#### Page excerpt

>> begin

Because he liked clarity, and perhaps because his training was not in economics, Fischer avoided excessive formalization. His papers were the antithesis of the unnecessarily rigorous lemma-filled research papers of financial economics journals. He tried to write as he spoke, in a terse but good-natured conversational style, using clear but casual, unadorned English. There was a touch of jerkiness to his prose because it lacked the technically superfluous conjunctions-and, but, thus, and therefore-that people commonly use to link the flow of sentences in scientific articles.

Fischer expected clarity and directness from others, too. Though he was generous with his time and didn’t care about rank, you had to prepare for an audience with him. If it was evident that you hadn’t thought carefully about your question, you quickly discovered that he wasn’t going to do the thinking for you. And, if you didn’t grasp his answer and repeated your question, he would simply repeat his answer.

A very direct man, he was uncomfortable with small talk. When he had nothing to say, he said nothing; this could be disconcerting on the telephone, where he often simply kept silent for a minute or two without terminating the conversation. Sometimes, this led you to babble in an attempt to fill the silence, until Fischer simply said an abrupt goodbye and hung up.

He once told me that one of the things that limited his influence was the fact that he always told people the truth, even if they didn’t want to hear it, a characteristic I can vouch for myself. When he grew skeptical of some of the information technology managers in his division at Goldman in the early 1990s, he purposefully met with them all and then made a frank list of who was good and who was bad, and handed it over to his bosses. He laughed sheepishly but half-proudly when he conceded that he had been naive to think that he would gain anything from this.

Among Goldman partners he struck me as always a bit of an outsider. In the era before the firm went public, a “class” of partners was appointed once every two years, and each of them then advanced by being allowed to buy progressively larger shares of the company. Fischer once said to me that he was proud of possessing fewer shares than anyone else in his class of 1986.

>> end

#### Data provided
>> begin

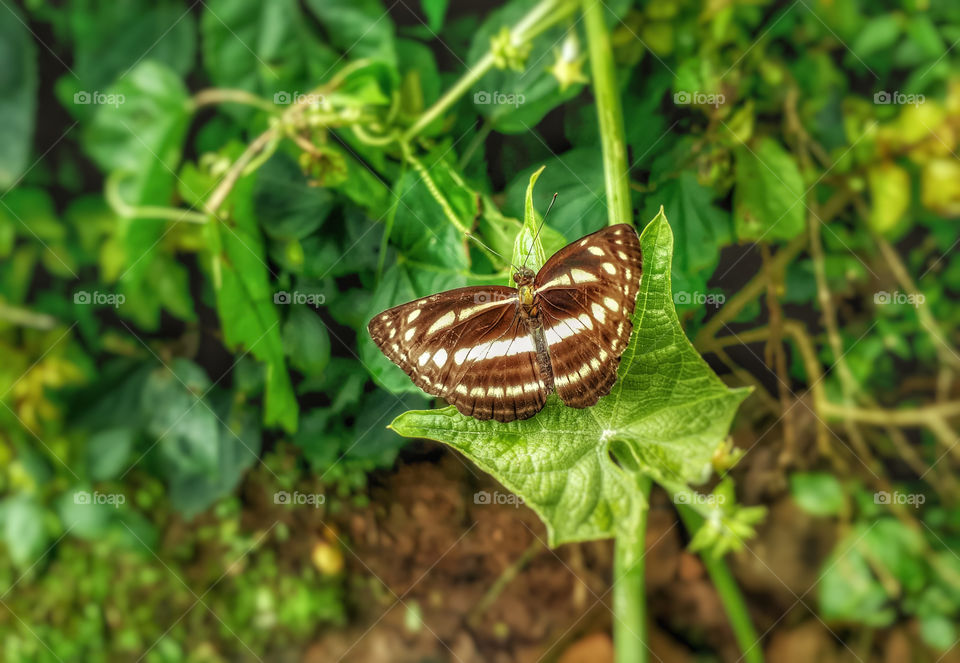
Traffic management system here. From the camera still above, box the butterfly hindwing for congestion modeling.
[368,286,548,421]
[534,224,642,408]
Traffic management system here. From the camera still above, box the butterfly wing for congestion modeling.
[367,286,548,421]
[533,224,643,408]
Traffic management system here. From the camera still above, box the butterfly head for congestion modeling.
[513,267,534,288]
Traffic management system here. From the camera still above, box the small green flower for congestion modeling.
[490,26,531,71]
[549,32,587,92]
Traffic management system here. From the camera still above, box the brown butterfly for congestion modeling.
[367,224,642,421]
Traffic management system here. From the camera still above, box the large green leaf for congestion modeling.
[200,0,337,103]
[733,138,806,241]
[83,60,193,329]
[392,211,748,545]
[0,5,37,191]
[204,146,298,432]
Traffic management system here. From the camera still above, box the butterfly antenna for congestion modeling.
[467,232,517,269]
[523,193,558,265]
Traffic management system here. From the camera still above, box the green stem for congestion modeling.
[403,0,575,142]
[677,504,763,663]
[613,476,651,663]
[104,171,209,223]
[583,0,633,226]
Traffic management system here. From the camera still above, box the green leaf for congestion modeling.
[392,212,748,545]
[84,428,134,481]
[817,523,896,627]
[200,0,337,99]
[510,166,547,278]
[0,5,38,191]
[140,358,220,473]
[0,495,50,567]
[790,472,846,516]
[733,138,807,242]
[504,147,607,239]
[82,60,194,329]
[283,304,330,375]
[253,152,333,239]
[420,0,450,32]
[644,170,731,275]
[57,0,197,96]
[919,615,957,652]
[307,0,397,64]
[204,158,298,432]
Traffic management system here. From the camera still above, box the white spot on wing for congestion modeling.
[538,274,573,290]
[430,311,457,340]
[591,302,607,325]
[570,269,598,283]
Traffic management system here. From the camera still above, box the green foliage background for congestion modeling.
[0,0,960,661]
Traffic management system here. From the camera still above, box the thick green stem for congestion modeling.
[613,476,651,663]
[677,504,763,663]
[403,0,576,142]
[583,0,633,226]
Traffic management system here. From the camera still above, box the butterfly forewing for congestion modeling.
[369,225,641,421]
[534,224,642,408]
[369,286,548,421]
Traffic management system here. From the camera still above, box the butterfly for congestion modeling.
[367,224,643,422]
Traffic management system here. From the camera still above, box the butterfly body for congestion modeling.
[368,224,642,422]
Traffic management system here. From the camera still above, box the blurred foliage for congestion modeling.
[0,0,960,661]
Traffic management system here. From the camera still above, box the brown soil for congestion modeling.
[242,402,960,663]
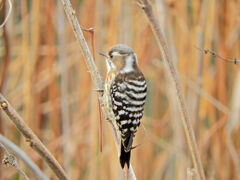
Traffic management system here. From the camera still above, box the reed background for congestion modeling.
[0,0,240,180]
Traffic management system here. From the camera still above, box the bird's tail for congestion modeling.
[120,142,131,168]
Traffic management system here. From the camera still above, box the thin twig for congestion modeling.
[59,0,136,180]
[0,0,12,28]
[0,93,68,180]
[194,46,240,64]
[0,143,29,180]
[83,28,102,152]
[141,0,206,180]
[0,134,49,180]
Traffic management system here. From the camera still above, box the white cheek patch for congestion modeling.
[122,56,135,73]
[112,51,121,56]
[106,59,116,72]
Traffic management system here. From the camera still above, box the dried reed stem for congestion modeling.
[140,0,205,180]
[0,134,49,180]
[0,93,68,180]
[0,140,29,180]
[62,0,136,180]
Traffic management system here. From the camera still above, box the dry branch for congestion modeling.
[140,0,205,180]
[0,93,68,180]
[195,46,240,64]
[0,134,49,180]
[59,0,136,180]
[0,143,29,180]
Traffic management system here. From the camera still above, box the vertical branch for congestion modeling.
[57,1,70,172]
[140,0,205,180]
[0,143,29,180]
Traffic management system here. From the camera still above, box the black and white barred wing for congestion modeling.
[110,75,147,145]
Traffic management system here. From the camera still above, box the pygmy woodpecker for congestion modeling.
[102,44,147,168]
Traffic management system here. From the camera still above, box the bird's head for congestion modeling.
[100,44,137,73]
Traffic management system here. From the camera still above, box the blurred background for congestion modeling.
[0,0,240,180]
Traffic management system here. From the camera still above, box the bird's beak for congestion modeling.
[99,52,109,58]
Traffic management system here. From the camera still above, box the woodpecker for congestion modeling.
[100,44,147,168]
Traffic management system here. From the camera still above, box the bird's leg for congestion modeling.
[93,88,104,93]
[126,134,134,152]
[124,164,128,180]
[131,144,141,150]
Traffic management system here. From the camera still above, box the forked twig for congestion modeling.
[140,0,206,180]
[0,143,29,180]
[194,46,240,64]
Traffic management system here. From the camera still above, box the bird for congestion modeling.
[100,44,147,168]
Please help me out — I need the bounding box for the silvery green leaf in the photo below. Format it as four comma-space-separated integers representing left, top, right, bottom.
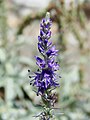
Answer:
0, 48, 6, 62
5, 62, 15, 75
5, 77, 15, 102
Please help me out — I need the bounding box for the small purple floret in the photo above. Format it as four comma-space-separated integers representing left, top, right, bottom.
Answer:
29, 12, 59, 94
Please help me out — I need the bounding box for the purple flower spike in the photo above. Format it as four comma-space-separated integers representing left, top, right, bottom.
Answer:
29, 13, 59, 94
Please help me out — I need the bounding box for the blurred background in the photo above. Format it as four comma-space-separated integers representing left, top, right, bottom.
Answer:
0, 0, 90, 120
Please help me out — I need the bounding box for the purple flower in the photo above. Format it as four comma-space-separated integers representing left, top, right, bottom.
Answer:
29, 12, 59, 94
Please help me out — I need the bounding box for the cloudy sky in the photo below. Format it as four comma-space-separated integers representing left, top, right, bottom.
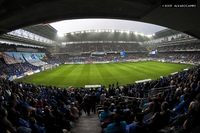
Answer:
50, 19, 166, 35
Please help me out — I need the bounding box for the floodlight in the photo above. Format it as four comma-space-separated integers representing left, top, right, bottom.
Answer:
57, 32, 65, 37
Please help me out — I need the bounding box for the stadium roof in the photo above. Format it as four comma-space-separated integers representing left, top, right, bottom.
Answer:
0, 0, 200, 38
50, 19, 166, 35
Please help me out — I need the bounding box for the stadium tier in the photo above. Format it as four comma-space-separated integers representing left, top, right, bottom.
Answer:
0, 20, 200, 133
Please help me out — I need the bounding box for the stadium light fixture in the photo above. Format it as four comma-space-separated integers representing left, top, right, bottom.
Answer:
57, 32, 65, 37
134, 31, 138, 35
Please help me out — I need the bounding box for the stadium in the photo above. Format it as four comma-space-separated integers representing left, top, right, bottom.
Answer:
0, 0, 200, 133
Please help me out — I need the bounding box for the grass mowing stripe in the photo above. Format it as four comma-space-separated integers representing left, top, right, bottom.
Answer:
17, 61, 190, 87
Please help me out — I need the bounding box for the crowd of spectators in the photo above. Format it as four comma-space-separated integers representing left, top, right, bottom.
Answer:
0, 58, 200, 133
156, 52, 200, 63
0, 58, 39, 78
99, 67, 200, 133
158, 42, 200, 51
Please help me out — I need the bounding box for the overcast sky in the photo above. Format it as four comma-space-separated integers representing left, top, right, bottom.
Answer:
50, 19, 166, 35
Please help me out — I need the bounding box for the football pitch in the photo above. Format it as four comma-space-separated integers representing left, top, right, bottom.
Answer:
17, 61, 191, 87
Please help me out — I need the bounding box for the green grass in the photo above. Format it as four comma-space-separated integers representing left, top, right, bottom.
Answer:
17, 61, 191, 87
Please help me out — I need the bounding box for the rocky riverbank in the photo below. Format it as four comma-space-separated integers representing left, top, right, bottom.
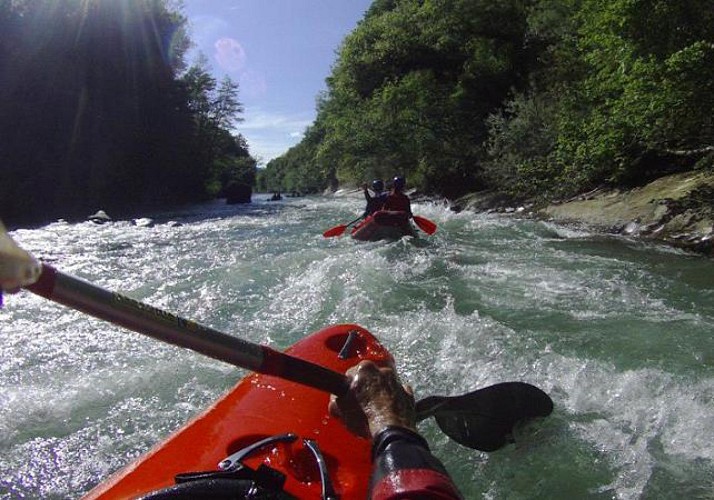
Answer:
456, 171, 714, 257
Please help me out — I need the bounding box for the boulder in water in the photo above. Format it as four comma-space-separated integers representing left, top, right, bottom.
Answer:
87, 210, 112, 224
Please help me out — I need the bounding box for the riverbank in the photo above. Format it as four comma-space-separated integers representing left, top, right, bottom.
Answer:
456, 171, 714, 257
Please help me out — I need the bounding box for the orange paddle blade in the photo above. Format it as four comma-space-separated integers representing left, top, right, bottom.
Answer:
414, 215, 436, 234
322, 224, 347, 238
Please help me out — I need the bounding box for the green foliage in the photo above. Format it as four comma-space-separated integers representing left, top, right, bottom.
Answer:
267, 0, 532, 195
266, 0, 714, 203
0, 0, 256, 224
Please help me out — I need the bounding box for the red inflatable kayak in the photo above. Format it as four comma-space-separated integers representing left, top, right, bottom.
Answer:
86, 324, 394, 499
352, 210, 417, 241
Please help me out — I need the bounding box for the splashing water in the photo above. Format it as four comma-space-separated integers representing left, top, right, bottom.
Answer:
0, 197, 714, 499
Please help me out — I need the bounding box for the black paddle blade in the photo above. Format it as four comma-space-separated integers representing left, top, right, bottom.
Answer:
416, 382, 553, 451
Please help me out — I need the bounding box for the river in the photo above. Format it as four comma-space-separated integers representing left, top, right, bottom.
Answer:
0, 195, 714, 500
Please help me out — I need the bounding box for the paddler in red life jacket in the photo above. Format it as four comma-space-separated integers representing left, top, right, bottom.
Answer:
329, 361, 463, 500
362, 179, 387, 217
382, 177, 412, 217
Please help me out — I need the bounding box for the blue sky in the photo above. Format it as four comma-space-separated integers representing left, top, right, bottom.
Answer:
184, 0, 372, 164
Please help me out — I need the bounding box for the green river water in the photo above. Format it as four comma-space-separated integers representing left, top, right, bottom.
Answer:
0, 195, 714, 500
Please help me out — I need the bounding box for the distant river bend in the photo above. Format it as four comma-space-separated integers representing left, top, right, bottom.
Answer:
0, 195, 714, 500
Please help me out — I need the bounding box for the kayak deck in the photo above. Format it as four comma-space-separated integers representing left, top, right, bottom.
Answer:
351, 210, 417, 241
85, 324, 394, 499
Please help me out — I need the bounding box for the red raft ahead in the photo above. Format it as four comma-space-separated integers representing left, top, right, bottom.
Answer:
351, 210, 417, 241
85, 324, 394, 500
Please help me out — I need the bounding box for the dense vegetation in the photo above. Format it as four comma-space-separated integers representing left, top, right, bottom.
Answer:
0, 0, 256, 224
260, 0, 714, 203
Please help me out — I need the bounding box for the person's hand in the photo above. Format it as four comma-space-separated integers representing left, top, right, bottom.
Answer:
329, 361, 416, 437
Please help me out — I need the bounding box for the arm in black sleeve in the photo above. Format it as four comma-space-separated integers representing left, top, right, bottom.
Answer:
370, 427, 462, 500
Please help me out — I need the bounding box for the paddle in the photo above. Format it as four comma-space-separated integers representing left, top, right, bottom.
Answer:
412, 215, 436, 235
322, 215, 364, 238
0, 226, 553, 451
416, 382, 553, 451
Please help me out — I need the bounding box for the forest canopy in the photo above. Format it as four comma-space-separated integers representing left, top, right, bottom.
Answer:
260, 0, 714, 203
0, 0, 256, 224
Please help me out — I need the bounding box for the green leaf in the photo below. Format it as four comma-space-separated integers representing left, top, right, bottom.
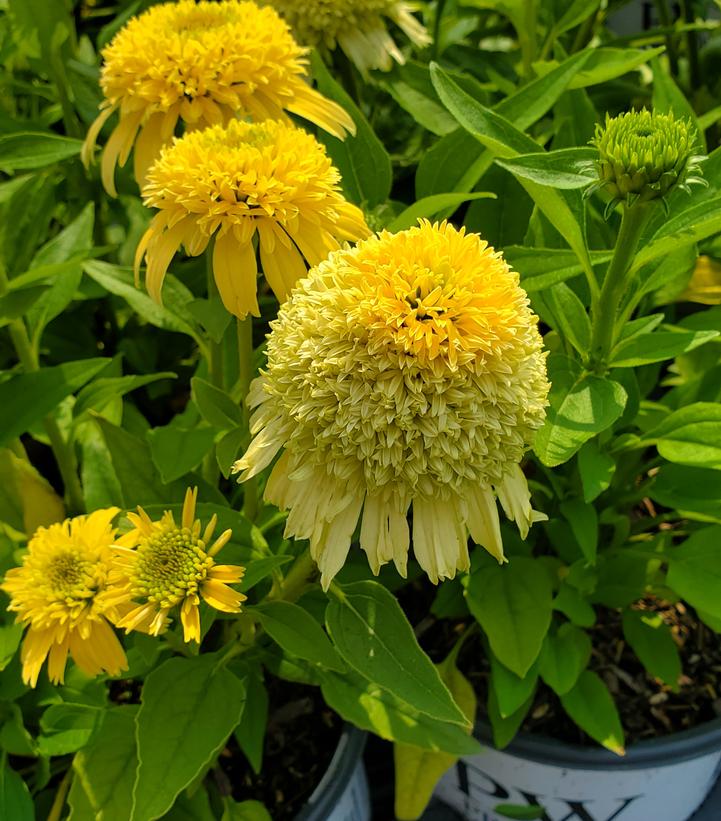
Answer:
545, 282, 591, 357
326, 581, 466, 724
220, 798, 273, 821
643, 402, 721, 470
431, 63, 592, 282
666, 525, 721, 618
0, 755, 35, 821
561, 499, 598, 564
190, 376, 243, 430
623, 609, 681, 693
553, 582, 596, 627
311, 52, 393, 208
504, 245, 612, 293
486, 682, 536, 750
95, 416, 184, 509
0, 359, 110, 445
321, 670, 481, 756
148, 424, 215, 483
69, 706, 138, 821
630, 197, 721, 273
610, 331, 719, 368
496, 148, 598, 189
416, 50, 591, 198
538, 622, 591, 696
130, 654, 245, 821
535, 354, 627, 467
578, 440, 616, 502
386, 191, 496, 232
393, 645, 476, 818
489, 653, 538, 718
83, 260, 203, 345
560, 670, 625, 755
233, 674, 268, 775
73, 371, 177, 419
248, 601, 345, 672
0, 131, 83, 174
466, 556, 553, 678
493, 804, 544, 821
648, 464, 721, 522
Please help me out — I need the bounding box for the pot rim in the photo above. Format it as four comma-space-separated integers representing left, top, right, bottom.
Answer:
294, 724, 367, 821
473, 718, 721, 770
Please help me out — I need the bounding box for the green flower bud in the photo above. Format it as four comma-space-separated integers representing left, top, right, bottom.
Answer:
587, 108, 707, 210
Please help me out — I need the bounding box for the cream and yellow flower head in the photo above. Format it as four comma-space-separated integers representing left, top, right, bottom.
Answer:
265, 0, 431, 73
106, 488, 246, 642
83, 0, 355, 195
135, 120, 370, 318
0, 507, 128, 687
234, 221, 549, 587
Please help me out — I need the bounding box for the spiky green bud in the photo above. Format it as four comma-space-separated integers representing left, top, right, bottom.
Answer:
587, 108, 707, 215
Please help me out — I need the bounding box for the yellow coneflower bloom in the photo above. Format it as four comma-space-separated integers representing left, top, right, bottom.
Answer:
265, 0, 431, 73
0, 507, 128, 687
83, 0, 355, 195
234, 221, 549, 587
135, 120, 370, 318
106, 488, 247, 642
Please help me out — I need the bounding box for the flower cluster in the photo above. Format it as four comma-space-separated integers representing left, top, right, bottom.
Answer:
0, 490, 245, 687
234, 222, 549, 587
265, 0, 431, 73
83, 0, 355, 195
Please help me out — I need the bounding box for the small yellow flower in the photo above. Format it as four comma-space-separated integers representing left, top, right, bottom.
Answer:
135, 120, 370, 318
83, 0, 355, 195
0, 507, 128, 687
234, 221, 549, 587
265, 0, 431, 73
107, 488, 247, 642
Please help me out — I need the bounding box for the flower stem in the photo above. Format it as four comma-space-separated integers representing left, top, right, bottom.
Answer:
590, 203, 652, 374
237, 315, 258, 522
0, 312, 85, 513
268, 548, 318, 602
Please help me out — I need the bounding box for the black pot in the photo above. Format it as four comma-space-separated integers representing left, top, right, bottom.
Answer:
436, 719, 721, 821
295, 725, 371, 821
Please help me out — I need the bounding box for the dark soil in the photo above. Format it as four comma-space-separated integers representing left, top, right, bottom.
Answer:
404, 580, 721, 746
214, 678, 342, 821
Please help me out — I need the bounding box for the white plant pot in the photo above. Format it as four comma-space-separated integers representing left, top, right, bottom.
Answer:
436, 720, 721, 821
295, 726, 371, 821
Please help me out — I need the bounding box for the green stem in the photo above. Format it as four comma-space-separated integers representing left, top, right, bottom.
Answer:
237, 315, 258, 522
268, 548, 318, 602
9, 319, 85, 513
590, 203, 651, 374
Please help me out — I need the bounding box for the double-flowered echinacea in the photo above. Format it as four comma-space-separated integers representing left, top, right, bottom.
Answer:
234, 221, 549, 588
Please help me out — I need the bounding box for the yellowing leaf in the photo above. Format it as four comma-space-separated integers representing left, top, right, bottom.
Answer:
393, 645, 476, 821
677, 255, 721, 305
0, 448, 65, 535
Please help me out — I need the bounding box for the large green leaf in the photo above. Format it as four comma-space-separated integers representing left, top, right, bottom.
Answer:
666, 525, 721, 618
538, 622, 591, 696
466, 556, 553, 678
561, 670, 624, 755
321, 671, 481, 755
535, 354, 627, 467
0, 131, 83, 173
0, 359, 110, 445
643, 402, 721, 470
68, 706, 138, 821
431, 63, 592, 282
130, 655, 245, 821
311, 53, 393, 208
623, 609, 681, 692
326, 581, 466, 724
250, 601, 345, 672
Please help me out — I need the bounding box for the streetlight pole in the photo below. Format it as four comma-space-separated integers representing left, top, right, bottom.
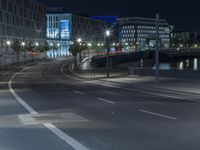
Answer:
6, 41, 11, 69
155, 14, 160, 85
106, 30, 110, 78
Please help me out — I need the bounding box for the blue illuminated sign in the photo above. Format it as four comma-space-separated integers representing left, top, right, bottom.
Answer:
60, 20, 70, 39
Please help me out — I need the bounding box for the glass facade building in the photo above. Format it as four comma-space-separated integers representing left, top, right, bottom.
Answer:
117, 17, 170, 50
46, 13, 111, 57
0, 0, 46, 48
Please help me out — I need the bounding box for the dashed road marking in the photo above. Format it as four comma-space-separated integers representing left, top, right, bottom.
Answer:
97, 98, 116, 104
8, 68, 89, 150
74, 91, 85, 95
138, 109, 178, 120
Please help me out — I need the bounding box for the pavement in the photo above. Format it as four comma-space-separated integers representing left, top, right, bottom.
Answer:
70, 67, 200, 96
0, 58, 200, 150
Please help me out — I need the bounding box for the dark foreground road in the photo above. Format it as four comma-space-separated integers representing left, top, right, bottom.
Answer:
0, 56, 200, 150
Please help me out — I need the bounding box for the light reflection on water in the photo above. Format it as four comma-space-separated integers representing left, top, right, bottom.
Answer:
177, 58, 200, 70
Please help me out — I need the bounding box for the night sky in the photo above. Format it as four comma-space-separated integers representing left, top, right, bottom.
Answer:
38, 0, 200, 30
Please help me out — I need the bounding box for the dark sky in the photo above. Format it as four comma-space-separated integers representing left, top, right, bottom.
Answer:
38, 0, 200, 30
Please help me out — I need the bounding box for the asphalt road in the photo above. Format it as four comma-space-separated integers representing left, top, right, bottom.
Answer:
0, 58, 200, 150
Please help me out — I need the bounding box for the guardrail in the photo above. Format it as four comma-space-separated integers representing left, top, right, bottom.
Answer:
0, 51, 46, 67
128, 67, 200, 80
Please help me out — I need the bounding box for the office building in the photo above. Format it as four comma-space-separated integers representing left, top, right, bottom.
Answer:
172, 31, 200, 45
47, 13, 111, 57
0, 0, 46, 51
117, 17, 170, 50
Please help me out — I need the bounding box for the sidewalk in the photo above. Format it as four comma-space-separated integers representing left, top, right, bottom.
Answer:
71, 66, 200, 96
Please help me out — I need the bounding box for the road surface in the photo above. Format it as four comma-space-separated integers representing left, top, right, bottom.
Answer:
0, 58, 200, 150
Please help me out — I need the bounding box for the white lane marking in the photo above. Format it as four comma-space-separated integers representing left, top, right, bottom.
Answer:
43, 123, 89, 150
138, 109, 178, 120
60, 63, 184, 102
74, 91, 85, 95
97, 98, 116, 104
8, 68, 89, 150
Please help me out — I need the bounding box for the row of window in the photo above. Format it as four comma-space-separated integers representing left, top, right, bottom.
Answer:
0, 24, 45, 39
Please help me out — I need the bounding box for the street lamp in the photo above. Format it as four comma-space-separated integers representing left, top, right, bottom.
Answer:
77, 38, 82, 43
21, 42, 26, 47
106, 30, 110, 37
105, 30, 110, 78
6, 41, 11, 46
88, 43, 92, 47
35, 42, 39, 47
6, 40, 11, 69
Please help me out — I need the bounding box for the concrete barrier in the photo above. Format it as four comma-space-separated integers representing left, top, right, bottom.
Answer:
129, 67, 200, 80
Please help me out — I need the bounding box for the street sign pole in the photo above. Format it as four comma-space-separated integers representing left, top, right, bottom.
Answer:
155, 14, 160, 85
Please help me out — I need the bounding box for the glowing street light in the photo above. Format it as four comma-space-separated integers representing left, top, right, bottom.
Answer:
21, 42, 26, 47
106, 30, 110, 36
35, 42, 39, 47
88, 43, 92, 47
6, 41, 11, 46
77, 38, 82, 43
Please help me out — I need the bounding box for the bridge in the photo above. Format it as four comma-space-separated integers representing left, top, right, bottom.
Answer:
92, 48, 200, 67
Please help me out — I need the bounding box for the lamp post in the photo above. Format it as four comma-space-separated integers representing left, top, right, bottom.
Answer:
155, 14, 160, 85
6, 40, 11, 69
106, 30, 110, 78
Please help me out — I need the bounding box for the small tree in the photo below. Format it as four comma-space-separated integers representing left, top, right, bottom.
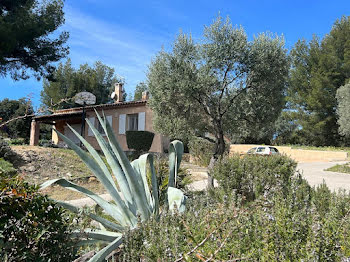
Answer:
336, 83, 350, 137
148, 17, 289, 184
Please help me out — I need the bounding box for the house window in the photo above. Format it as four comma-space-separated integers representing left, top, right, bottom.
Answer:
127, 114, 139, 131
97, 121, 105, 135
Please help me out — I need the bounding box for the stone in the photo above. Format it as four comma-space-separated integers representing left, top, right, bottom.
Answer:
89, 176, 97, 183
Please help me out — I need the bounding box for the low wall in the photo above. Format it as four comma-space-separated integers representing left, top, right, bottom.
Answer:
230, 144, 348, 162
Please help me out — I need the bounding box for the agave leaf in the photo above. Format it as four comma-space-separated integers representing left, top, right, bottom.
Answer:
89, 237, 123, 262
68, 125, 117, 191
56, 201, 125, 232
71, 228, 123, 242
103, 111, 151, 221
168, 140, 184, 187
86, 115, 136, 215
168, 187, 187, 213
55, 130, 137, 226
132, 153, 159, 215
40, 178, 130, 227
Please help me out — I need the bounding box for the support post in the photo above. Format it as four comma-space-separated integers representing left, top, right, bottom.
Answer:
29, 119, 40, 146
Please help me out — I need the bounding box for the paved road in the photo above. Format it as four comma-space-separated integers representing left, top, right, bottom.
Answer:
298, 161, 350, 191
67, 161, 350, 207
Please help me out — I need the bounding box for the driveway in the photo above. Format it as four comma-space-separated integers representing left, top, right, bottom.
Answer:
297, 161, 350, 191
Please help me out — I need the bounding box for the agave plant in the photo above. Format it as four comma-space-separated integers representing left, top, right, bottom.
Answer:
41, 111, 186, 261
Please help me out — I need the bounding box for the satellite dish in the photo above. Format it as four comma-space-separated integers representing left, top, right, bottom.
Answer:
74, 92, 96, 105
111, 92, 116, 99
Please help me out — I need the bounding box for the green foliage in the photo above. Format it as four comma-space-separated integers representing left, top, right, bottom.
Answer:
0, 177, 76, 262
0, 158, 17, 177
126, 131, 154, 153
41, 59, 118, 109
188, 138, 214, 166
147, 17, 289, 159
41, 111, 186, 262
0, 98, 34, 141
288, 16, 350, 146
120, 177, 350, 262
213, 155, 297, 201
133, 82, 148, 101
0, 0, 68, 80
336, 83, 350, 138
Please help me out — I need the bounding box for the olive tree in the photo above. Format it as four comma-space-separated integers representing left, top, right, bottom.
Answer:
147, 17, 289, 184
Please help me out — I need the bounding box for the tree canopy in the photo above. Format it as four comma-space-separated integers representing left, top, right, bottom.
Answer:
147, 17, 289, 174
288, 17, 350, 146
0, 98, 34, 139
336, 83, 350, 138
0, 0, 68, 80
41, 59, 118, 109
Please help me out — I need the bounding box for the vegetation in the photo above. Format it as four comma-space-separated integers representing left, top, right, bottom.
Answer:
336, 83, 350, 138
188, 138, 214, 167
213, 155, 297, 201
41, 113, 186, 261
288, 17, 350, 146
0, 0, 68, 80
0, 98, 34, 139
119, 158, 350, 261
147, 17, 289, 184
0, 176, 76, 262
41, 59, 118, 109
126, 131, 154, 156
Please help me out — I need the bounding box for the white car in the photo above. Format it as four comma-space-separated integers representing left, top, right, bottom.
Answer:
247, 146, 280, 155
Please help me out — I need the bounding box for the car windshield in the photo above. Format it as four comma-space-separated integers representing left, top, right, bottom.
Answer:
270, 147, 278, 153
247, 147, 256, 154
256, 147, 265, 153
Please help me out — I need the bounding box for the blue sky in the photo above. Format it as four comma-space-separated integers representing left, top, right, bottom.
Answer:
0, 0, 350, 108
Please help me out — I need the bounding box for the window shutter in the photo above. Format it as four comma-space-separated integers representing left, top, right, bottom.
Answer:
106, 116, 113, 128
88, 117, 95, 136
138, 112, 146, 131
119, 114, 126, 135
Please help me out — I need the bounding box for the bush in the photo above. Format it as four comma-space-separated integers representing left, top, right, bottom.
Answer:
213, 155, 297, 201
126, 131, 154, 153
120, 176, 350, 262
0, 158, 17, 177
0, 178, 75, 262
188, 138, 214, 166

>> end

#### Exercise brief
Reproduce the part of the passage about Fischer starting with "Fischer expected clarity" and going on through "repeat his answer.". These rows have no connection to the passage about Fischer.

#### Finished answer
Fischer expected clarity and directness from others, too. Though he was generous with his time and didn’t care about rank, you had to prepare for an audience with him. If it was evident that you hadn’t thought carefully about your question, you quickly discovered that he wasn’t going to do the thinking for you. And, if you didn’t grasp his answer and repeated your question, he would simply repeat his answer.